_RECORDS FOR THE EXERCISE_
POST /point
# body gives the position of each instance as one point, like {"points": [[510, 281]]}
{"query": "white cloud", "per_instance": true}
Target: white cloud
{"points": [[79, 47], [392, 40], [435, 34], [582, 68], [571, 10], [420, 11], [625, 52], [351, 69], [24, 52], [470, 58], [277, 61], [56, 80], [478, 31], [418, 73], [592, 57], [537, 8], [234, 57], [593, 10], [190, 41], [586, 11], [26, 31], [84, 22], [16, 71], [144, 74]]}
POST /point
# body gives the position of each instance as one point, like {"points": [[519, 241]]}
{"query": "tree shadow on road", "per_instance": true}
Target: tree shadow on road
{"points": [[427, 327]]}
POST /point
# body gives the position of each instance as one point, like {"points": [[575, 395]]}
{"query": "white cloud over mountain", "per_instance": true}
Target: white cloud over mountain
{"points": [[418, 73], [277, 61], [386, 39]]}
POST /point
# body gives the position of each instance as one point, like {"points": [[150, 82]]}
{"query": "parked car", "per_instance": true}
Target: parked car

* * *

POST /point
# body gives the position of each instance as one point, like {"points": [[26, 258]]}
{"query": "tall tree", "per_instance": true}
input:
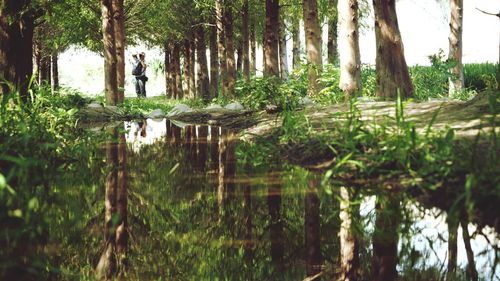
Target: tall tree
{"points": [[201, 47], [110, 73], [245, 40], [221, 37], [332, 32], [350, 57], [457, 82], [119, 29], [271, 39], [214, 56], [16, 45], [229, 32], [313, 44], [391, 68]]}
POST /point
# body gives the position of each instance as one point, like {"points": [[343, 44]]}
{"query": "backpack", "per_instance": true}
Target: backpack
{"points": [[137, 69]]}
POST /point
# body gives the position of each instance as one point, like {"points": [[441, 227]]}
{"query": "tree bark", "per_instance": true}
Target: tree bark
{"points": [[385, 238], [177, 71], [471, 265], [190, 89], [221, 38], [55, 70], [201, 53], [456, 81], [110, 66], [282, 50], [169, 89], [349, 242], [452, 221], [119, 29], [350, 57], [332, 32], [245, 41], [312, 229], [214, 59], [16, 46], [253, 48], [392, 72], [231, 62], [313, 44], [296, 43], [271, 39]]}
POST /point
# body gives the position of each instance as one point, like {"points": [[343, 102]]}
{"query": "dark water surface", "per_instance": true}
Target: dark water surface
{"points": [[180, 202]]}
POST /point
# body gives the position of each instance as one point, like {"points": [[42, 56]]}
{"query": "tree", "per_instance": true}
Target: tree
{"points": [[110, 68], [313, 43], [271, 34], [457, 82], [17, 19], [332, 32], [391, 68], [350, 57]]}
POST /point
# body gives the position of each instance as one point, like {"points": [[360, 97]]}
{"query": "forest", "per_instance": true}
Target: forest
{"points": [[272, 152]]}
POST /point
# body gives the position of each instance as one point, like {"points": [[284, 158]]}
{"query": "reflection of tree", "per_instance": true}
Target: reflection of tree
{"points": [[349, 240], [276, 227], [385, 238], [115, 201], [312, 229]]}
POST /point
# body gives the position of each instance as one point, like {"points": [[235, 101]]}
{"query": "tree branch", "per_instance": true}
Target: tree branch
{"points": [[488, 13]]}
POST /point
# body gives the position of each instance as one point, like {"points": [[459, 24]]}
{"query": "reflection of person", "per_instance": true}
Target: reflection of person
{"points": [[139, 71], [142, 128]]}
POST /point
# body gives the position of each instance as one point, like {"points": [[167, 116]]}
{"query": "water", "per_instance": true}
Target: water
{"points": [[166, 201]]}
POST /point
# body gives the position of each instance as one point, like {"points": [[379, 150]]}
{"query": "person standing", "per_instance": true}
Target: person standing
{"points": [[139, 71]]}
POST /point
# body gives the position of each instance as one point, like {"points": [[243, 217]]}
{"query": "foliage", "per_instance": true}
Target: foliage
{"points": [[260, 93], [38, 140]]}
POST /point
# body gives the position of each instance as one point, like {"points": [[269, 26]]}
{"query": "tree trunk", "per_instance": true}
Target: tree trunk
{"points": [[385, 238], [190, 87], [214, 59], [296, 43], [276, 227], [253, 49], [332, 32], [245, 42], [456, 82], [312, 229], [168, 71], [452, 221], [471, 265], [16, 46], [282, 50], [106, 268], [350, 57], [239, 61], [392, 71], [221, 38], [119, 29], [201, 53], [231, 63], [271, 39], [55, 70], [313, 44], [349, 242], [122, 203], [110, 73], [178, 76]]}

_WHAT TO PRODUCE_
Find every line in the data above that contains the string "tall", and copy each one in full.

_OUTPUT OF THE EXERCISE_
{"query": "tall tree", "per_instance": true}
Target: tall tree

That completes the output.